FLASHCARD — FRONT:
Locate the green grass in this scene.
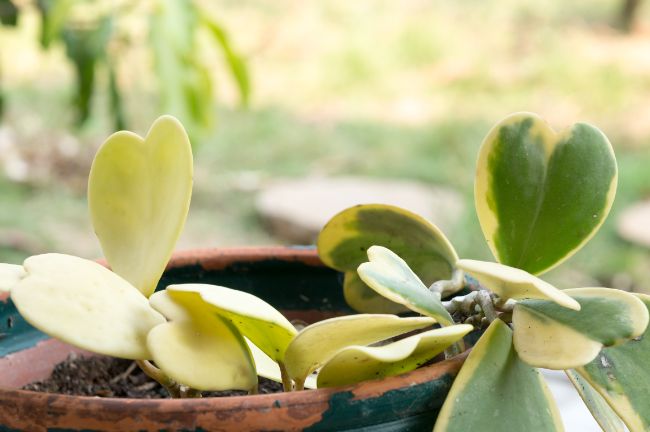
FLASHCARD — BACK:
[0,0,650,290]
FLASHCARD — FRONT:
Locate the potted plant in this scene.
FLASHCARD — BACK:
[0,114,648,431]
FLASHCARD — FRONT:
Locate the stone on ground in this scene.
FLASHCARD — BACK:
[256,177,463,244]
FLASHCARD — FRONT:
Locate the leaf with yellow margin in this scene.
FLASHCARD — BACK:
[512,288,648,369]
[318,324,473,388]
[456,259,580,310]
[284,314,436,388]
[357,246,454,326]
[318,204,460,313]
[167,284,298,362]
[433,319,564,432]
[0,263,26,292]
[147,290,257,391]
[88,116,192,297]
[576,294,650,432]
[11,254,165,360]
[474,113,618,274]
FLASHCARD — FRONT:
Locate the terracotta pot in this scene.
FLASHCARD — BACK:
[0,247,464,431]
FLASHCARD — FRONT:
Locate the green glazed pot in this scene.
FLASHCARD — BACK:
[0,247,465,432]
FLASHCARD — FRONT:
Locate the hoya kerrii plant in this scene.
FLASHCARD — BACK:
[0,116,472,397]
[318,113,650,432]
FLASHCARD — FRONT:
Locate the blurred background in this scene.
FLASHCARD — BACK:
[0,0,650,292]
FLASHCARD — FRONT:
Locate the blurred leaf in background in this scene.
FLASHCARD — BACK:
[0,0,250,142]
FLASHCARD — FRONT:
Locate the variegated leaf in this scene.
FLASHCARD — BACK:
[433,320,563,432]
[512,288,648,369]
[167,284,298,361]
[284,314,435,388]
[456,260,580,310]
[147,290,257,390]
[474,113,618,274]
[318,204,460,313]
[564,369,625,432]
[88,116,192,297]
[357,246,454,326]
[318,324,473,388]
[576,294,650,432]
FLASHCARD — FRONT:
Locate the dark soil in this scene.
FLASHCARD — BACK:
[23,354,282,399]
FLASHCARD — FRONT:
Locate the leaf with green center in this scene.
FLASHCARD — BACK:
[284,314,436,388]
[147,290,257,390]
[318,324,473,388]
[88,116,192,297]
[456,260,580,310]
[433,320,563,432]
[0,263,25,292]
[576,294,650,432]
[512,288,648,369]
[564,369,625,432]
[318,204,458,313]
[11,254,165,360]
[358,246,454,326]
[167,284,298,362]
[246,340,317,389]
[474,113,618,274]
[343,270,408,314]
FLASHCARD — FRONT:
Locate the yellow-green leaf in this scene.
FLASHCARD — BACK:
[474,113,618,274]
[11,254,165,360]
[284,314,435,387]
[88,116,192,297]
[147,290,257,390]
[167,284,298,361]
[512,288,648,369]
[358,246,454,326]
[318,204,460,313]
[0,263,25,292]
[434,320,563,432]
[343,270,408,314]
[318,324,473,388]
[576,294,650,432]
[456,259,580,310]
[565,369,625,432]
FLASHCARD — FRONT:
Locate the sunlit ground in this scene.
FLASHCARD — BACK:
[0,0,650,290]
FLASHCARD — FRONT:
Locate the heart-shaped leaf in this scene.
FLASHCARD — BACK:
[284,314,435,389]
[0,263,26,292]
[456,260,580,310]
[474,113,617,274]
[564,369,625,432]
[318,204,461,313]
[512,288,648,369]
[88,116,192,297]
[433,320,564,432]
[11,254,165,360]
[147,290,257,390]
[358,246,454,326]
[166,284,298,362]
[576,294,650,432]
[318,324,473,388]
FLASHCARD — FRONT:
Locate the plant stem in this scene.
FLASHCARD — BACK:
[476,290,499,322]
[135,360,183,398]
[278,362,293,392]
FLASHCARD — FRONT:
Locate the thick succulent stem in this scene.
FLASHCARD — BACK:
[278,362,293,392]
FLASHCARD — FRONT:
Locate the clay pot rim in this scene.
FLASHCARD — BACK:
[0,246,469,413]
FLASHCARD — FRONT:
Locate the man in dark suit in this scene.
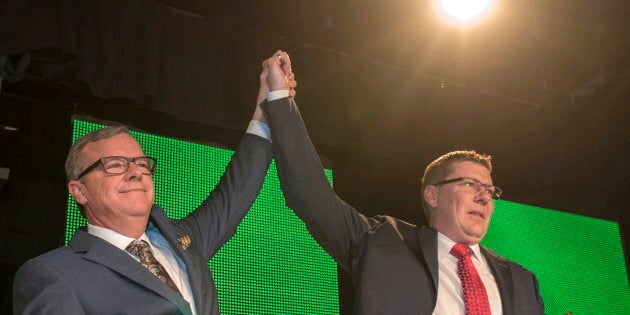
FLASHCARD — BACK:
[13,50,295,314]
[263,53,544,315]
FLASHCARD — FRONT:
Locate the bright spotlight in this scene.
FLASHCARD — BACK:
[439,0,491,22]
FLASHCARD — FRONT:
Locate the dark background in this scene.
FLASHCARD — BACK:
[0,0,630,313]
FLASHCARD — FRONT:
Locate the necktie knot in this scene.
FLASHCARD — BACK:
[125,240,151,260]
[451,244,490,315]
[125,240,179,293]
[451,244,473,259]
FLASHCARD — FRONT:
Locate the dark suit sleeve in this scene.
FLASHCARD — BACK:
[263,98,369,270]
[13,260,85,315]
[179,133,272,259]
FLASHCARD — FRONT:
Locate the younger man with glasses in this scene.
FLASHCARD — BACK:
[262,51,543,315]
[13,52,296,314]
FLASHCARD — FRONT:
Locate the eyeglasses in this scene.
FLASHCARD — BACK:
[433,177,503,199]
[77,156,157,179]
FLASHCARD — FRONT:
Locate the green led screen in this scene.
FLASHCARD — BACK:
[66,120,630,315]
[66,120,339,314]
[482,200,630,315]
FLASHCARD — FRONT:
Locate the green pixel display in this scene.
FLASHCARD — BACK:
[482,200,630,315]
[66,120,630,315]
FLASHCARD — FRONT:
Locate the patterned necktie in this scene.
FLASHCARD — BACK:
[451,244,490,315]
[125,240,181,294]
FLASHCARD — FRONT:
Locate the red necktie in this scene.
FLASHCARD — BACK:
[451,244,490,315]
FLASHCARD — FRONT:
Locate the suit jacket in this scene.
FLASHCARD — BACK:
[13,134,272,315]
[263,98,543,315]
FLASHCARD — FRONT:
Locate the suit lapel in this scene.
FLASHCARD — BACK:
[480,246,515,315]
[151,207,209,314]
[418,228,440,292]
[69,230,191,314]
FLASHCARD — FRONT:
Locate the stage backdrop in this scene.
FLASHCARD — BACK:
[66,120,630,315]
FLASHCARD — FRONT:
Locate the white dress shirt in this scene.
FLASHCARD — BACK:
[88,223,197,315]
[433,232,503,315]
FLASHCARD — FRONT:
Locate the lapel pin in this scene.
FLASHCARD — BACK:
[177,235,192,249]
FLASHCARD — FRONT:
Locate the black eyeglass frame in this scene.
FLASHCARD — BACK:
[77,156,157,179]
[431,177,503,199]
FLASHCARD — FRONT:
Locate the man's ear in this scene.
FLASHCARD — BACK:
[68,179,87,205]
[423,185,437,208]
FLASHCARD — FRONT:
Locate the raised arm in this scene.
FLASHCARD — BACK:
[262,52,369,271]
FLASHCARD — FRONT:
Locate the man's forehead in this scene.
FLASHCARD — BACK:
[82,133,143,155]
[448,161,492,182]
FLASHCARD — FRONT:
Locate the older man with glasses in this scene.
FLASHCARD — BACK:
[262,50,544,315]
[13,52,296,314]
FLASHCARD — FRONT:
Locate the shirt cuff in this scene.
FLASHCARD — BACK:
[267,90,289,102]
[247,120,271,142]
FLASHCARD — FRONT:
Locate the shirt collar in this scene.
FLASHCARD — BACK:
[87,223,151,250]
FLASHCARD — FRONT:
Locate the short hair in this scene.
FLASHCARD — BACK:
[420,150,492,222]
[65,125,129,181]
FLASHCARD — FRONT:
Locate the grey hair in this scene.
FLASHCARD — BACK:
[420,150,492,222]
[66,126,129,181]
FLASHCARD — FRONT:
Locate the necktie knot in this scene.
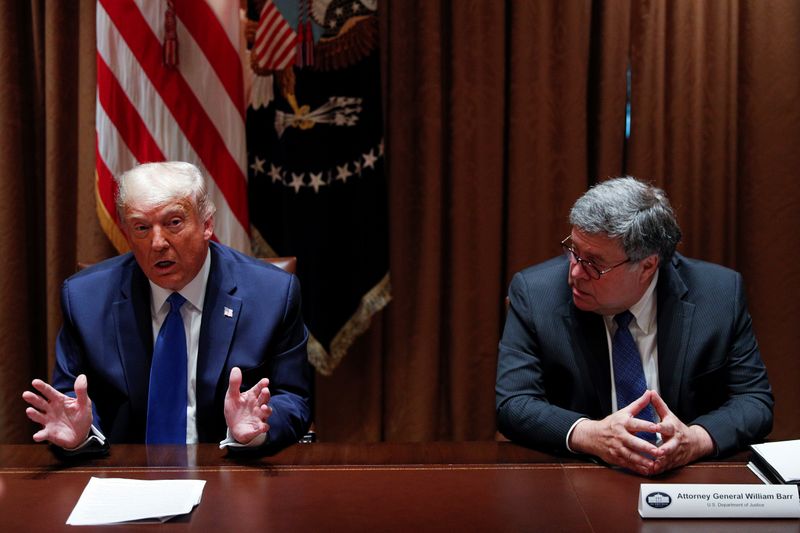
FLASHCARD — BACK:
[167,292,186,312]
[614,310,633,329]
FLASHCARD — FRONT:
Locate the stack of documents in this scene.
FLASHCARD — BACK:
[747,440,800,484]
[67,477,206,526]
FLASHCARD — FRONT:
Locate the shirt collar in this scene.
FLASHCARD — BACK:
[148,251,211,316]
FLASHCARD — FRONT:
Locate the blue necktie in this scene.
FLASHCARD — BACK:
[611,311,656,442]
[146,292,187,444]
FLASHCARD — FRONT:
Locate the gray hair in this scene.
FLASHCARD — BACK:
[569,176,681,262]
[115,161,217,223]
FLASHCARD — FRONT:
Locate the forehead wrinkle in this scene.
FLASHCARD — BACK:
[126,200,189,220]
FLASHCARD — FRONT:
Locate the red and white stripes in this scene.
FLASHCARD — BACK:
[96,0,250,252]
[252,0,298,71]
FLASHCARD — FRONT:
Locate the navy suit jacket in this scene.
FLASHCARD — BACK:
[53,242,311,449]
[496,254,773,454]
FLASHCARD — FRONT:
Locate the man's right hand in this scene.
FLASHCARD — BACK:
[569,391,660,476]
[22,374,92,450]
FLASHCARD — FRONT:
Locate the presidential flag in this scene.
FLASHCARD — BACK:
[95,0,251,252]
[247,0,391,374]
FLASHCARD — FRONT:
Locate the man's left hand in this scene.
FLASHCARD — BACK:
[650,391,714,474]
[225,367,272,444]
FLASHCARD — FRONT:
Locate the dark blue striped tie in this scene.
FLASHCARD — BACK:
[146,292,187,444]
[611,311,656,442]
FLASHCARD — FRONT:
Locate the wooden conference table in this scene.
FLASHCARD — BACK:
[0,442,800,533]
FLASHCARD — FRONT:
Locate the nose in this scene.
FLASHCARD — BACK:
[569,254,589,279]
[150,226,169,252]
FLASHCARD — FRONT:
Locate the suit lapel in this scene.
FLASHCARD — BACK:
[196,243,242,434]
[657,254,695,405]
[111,260,153,421]
[564,300,611,416]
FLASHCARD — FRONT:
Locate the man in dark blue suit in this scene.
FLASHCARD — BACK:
[496,177,773,475]
[23,162,311,452]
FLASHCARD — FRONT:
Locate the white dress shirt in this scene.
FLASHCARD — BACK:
[566,270,661,452]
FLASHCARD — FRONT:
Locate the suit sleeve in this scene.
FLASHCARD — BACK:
[687,274,774,455]
[495,274,586,452]
[266,276,312,451]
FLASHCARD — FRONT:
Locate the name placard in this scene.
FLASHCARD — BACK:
[639,483,800,518]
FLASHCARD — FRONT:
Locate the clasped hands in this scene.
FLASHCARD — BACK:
[569,390,714,476]
[22,367,272,449]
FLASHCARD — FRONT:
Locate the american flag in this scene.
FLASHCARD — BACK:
[96,0,250,252]
[251,0,297,71]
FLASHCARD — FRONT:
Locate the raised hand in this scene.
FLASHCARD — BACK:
[22,374,92,449]
[225,367,272,444]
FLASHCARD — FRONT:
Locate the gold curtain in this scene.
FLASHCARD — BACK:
[0,0,112,442]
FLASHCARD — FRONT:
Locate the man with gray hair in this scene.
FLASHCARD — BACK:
[496,177,773,475]
[23,162,311,453]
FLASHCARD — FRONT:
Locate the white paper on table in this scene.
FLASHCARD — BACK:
[67,477,206,526]
[750,439,800,483]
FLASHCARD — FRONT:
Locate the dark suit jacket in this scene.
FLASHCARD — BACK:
[496,254,773,454]
[53,242,311,449]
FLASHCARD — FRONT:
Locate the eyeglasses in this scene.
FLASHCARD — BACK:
[561,235,630,279]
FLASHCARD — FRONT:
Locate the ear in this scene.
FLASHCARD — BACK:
[203,215,214,241]
[639,254,660,283]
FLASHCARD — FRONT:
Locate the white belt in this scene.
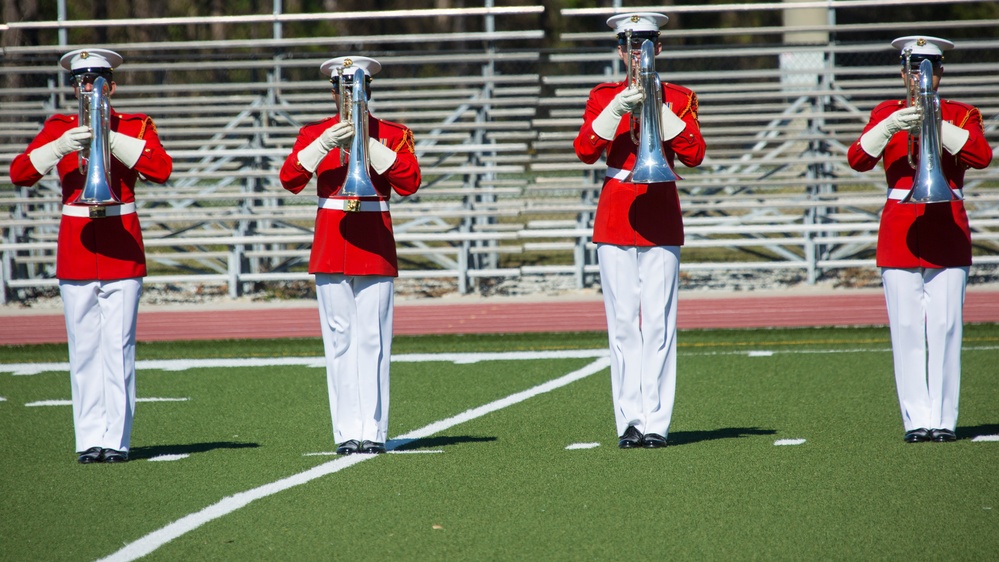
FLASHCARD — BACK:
[888,187,964,201]
[607,168,631,181]
[317,197,388,213]
[62,203,135,219]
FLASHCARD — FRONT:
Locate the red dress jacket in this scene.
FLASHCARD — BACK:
[10,110,173,281]
[847,100,992,268]
[281,115,421,277]
[573,82,705,246]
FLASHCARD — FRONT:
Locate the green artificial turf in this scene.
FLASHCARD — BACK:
[0,325,999,561]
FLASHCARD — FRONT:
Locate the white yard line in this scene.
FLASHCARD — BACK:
[7,345,999,376]
[95,353,610,562]
[0,349,609,375]
[24,397,190,408]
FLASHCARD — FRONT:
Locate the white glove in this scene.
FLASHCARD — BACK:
[319,122,354,152]
[298,123,354,174]
[593,87,645,140]
[28,127,94,176]
[108,131,146,169]
[55,125,94,154]
[368,138,396,176]
[860,107,923,156]
[659,103,687,141]
[940,121,971,154]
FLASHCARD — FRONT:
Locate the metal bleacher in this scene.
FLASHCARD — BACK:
[0,0,999,300]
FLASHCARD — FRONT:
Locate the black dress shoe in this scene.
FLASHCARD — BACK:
[336,439,361,455]
[361,440,385,455]
[902,427,930,443]
[642,433,666,449]
[617,425,642,449]
[930,429,957,443]
[76,447,104,464]
[101,449,128,463]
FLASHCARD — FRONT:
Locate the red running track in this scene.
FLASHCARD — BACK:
[0,291,999,345]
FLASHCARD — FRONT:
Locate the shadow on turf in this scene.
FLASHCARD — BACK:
[954,423,999,439]
[389,435,496,451]
[128,441,260,460]
[669,427,777,447]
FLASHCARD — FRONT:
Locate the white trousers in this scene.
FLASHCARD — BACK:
[316,273,395,443]
[59,278,142,451]
[881,267,968,431]
[597,244,680,437]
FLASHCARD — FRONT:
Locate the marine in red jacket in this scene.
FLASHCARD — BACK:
[10,49,173,464]
[847,36,992,443]
[281,56,420,455]
[573,12,705,449]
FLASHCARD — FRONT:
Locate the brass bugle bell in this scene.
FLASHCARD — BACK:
[624,39,683,183]
[901,60,960,203]
[337,68,380,211]
[72,76,121,206]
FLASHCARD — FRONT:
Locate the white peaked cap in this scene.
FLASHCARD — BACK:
[607,12,669,34]
[891,35,954,56]
[59,49,124,71]
[319,56,382,79]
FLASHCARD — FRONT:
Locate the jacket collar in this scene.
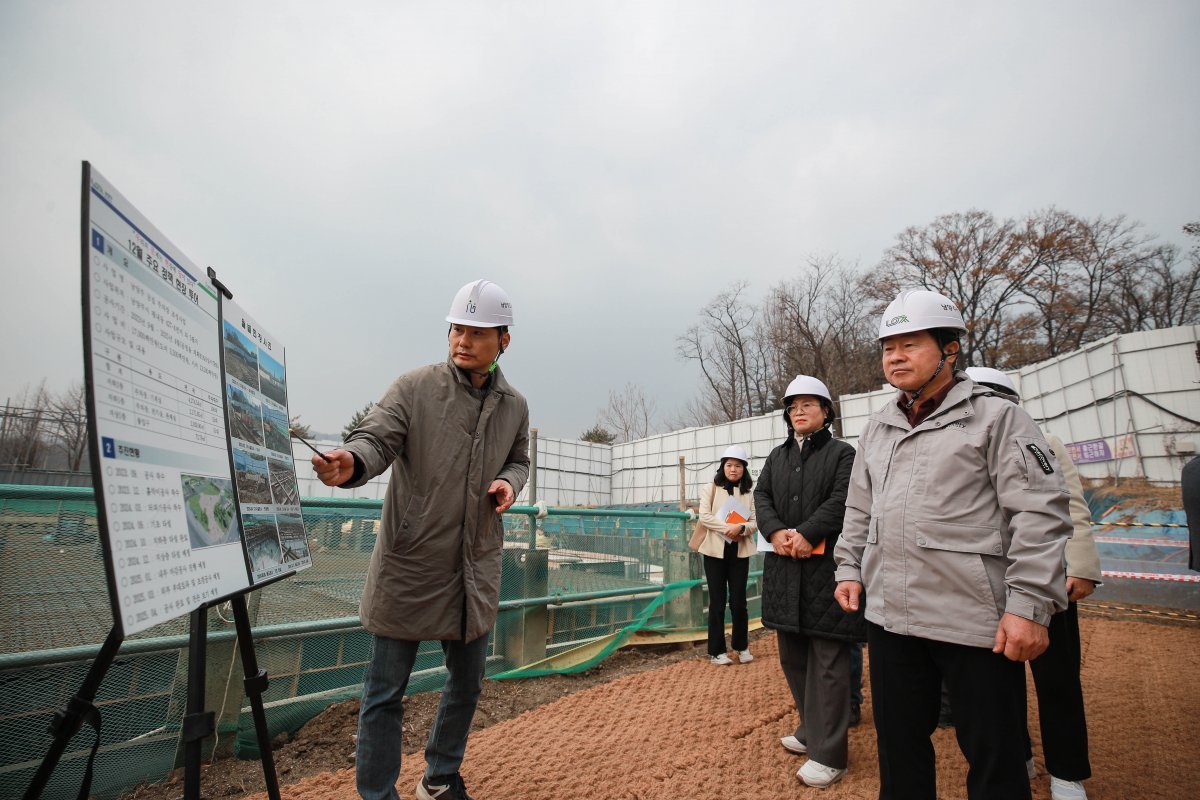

WORK INSTRUCTIONS:
Please pick out every line in the items above that contains the string "flag", and copy each one unchanged. Treat uppercase and lowercase as different.

OUTPUT OF THE TASK:
Locate the presidential flag in this scene.
Locate the american flag in this scene.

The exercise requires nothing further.